--- START OF Exercise input ---

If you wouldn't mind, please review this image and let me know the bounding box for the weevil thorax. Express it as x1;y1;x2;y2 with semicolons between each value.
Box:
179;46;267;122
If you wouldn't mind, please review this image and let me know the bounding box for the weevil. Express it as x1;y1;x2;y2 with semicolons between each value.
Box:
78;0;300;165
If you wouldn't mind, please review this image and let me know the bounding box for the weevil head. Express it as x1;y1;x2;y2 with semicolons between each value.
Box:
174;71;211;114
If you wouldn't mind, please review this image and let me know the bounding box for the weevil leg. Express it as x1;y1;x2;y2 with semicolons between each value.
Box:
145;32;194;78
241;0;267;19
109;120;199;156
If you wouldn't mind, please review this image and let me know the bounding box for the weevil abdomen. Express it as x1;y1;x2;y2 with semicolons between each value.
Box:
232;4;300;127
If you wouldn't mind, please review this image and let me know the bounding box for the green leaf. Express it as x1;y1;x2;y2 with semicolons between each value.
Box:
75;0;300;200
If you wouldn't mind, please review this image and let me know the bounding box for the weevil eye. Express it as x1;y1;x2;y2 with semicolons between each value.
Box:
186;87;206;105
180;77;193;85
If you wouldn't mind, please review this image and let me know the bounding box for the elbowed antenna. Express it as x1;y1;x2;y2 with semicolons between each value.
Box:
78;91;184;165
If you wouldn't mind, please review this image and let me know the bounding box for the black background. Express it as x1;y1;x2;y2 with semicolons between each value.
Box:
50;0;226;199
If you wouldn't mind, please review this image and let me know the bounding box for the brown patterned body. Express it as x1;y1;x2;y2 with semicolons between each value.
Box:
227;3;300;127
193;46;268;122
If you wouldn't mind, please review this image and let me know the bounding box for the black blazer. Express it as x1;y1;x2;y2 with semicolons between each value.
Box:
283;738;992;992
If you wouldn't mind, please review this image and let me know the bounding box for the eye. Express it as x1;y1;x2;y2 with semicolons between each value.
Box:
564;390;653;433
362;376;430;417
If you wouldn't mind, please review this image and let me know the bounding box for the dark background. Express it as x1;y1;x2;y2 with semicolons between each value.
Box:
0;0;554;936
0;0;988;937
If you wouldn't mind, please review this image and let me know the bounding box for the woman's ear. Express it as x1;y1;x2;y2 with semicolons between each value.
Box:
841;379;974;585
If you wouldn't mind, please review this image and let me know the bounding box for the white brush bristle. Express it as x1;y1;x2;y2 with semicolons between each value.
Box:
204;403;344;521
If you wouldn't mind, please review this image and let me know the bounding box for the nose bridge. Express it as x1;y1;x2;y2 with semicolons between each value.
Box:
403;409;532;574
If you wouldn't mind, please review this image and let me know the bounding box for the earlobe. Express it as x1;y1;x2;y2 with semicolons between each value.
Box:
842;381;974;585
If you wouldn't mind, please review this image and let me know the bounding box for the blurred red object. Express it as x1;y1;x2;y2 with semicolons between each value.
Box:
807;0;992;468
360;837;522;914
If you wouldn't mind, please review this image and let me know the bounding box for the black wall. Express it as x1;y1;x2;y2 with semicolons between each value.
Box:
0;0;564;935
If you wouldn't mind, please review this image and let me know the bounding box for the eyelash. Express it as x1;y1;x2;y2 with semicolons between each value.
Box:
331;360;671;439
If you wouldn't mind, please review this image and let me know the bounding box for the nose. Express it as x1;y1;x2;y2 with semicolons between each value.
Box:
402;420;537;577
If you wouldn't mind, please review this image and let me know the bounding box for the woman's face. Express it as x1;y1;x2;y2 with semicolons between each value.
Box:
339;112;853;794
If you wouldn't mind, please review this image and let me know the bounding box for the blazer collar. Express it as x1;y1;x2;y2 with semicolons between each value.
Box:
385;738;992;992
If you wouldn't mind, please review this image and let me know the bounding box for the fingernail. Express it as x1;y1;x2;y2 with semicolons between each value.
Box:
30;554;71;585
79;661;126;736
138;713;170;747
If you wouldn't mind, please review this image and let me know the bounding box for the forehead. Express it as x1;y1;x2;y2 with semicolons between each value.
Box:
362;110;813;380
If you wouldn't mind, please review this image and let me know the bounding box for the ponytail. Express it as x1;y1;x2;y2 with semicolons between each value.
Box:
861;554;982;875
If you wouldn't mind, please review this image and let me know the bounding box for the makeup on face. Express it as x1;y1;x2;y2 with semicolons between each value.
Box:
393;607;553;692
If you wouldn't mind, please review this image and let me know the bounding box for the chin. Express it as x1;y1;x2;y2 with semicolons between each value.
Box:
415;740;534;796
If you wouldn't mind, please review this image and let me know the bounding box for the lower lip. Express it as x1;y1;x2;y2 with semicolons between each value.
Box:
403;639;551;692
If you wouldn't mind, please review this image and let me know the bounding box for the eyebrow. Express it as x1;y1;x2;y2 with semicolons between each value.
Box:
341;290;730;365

--- END OF Exercise input ---

What the task asks. Write out all of the lines above again, switching every "bounding box" to "enclosing rectangle" and leaving everything else unchanged.

Solution.
If you wouldn't mind, please review this image and let me know the enclosing rectangle for the weevil thorax. Express it as x1;y1;x2;y2 with semicolons between each value.
Box:
179;46;267;122
If you wouldn't mind, please review this image and let me know the enclosing rectangle for the weevil. Express it as x1;y1;x2;y2 with semicolons between each value.
Box:
78;0;300;165
If you wouldn't mind, please review this image and let me know the enclosing rectangle for the weevil head. Express it as x1;y1;x2;y2 with semicolons between each value.
Box:
174;71;211;114
If you wouldn't mind, please review this image and let me know the enclosing rectangle for the weevil leg. Express it as x1;y1;x2;y2 with semicolons between each value.
Box:
145;32;194;78
241;0;267;19
109;120;199;156
If you wouldn't mind, please review this image and let me know the enclosing rectangle for the weevil abdomen. Express it as x1;y1;x2;y2 with semicolons between each value.
Box:
232;4;300;127
If you wouldn't mind, please review this image and let me know the enclosing rectangle for the green leaf. Express it as x1;y1;x2;y2 with semicolons between each value.
Box:
75;0;300;200
If you wouldn't mind, please review this image and let me know the enclosing rectangle for the weevil eye. Express it as x1;y1;x2;y2 with semicolons between each value.
Box:
186;87;206;105
180;77;193;85
If you wouldn't mind, please review this image and let me know the enclosing rectangle for the elbowed antenna. Express it as x1;y1;x2;y2 with semicolons between each value.
Box:
78;91;184;165
If you wouldn't mind, please review this image and let me know the enclosing rectangle for the black background. Express it as x1;y1;x2;y2 with semicolons between each value.
Box:
50;0;226;199
If you wouldn't mind, please review this image and let me know the enclosing rectangle for the brown patterned body. Express it as x1;y1;x2;y2 with semicolons between each value.
Box:
227;3;300;127
193;46;268;122
If you wouldn't mind, please review this image and let me know the enclosing rectangle for the black blazer. Express it as x1;y1;x2;y2 with semicolons between each value.
Box:
283;738;992;992
If you wouldn't mind, please review this image and let me know the enclosing rectangle for the eye. Express it as x1;y1;x2;y2 with semicolons between each value.
Box:
564;390;653;433
362;376;430;417
If you wouldn't mind, please review this image and let me know the enclosing rectangle for the dark background. Express it as x1;y1;x2;y2 with semicolons between each value.
Box:
0;0;554;936
0;0;988;937
If you wouldn't mind, please review this image and let me know the enclosing rectangle for the woman's ear. Express it as x1;y1;x2;y2 with semicolons between each value.
Box:
841;379;974;585
If you wouldn't mind, please review this image and let me know the enclosing rectangle for the white brush bristle. Express it as x1;y1;x2;y2 with semicolons between each value.
Box:
204;403;344;521
If you wouldn't mind, please review this image and let me know the enclosing rectangle for the nose bridge. Express it as x1;y1;x2;y2 with semicolons between each value.
Box:
403;409;532;574
If you wouldn't mind, please review this image and let me know the enclosing rectangle for the earlobe. Express it as x1;y1;x2;y2 with semicolons between each value.
Box:
842;381;974;585
If you wouldn't mind, please review this image and let me know the enclosing rectangle for the blurred red object. Express it as x1;y1;x2;y2 with semicolons between each value.
Box:
807;0;992;468
360;837;522;914
If you wouldn't mind, please review this image and let me know the enclosing rectangle for the black wall. Express it as x1;y1;x2;y2 with semicolons between each value.
Box:
0;0;564;935
If you wouldn't mind, please review this image and let me know the enclosing rectangle for the eyelash. Express it as x1;y1;x2;y2 with semicolons between each value.
Box:
331;360;671;439
If you wouldn't mind, please review this image and let me know the enclosing rectangle for the nose. Express it as x1;y1;x2;y2 with semicolons between each value.
Box:
402;420;537;577
If you wouldn't mind, please review this image and let me know the enclosing rectangle for the woman's face. Express it as x1;y1;x2;y2 with semicolons between each value.
Box:
339;112;853;794
If you wouldn't mind, please review this image and let me know the enclosing rectangle for the blazer collar. Express it as x1;y1;x2;y2 with semicolons between each value.
Box:
385;738;992;992
If you wouldn't mind, please review this image and let me know the enclosing rectangle for the fingernail. Express it as x1;y1;x2;y2 with semicolons between each value.
Box:
30;554;71;585
79;661;126;736
138;713;170;747
If you wouldn't mind, please review this image and let me know the enclosing rectangle for the forehead. Express it as x1;y1;x2;y2 with semicolons between each value.
Box:
362;110;813;380
If you wouldn't mind, please review this image and let me know the enclosing rectangle for the ponytail. Express it as x1;y1;x2;y2 with semicolons between each value.
Box:
861;554;982;875
If you wouldn't mind, please review this image and let me know the enclosing rectangle for the makeup on face. Express it as x1;y1;x2;y2 with semicolons between each value.
Box:
393;607;553;692
If you wouldn't mind, please review this image and let me know the enclosing rectangle for the chin. Express it as x1;y1;x2;y2 with semicolons between each value.
Box:
415;740;534;796
If you wouldn't mind, please review this image and let me know the enclosing rectangle for the lower lip. Express it as x1;y1;x2;y2 with semicolons between each value.
Box:
403;639;551;692
If you wouldn't mind, please review this image and let me know the enclosing rectangle for the eyebrow. Express it as x1;y1;x2;y2 with semicolons between each value.
Box:
341;290;730;365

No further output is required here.